Description of the task: In the passage on education, why do some people think in terms of justice?

Document passage:
Education as an institution is therefore difficult to understand, much less change. What goes on there is deeply entwined with all the things people think are the means to accomplish the purposes of education, such as motivated lessons and individual encouragement and structured class discussions and is also entwined with all the ends people think education is supposed to accomplish, such as vocational preparation and tolerance for the beliefs of others and the development of good character. But the constraints on education do not consist only of means that are hackneyed and ends that are limited or else immeasurable. Rather, education is also and most deeply entwined with the ways of life and thought that seem “inevitable”, or “natural”, even when those terms are taken to mean just the particular way a particular student learns or just the beliefs, including the beliefs about learning, that are specific to a particular culture, and not those ineluctable mental practices that grow out of the general human condition. Some people think in abstractions because of having been exposed to abstractions ever since they were little. Some people think in terms of infinity because their geography seems to go on forever or think in terms of justice because they remember their oppression. And some people think logically because that is what thinking is: deciding what inferences from a set of facts are legitimate and which inferences are not.

Dataset:

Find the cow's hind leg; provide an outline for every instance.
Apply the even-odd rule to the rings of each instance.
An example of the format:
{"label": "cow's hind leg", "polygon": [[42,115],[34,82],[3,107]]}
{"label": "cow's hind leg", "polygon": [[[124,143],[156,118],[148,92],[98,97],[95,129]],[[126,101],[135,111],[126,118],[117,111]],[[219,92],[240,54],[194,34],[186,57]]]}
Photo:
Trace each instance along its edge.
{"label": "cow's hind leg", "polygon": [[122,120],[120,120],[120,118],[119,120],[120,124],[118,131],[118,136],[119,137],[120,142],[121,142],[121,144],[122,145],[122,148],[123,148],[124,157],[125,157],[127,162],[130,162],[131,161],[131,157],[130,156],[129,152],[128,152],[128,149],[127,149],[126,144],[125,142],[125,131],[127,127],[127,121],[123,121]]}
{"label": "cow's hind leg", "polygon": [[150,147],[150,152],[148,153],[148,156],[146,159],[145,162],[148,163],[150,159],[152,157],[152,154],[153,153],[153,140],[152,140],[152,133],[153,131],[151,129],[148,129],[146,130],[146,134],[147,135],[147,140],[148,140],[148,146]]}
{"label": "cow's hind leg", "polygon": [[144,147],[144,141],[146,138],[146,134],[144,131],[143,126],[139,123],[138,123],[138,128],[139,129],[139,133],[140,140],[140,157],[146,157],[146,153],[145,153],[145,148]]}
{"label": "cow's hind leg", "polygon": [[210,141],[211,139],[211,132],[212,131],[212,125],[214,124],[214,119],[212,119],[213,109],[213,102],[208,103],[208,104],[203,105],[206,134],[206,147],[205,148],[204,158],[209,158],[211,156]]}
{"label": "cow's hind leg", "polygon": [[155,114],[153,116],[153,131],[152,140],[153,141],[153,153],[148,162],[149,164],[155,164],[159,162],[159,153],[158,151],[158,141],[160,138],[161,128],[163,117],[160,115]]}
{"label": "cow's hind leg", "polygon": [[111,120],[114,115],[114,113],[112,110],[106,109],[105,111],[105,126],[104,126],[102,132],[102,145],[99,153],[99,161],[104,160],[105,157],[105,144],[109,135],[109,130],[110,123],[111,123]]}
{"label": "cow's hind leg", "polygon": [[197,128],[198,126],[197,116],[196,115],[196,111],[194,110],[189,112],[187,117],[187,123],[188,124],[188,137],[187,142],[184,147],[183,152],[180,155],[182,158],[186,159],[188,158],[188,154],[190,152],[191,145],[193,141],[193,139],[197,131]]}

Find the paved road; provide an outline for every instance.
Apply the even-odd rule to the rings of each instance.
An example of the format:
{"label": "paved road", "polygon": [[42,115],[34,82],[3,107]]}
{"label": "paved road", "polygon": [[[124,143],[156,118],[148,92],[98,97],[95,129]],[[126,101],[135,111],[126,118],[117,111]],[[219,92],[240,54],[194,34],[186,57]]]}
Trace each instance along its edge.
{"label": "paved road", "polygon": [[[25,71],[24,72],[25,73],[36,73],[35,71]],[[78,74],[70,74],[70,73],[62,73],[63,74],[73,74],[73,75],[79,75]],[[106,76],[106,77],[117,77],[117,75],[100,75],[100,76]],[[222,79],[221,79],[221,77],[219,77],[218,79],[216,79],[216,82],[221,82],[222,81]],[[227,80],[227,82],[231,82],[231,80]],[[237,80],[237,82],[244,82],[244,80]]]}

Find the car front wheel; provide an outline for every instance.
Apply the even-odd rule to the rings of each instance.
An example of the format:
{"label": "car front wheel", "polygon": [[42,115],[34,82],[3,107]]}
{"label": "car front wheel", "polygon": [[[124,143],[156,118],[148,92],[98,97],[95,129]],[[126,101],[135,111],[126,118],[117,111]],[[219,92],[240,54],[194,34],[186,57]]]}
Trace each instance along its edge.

Response for this exercise: Because they remember their oppression.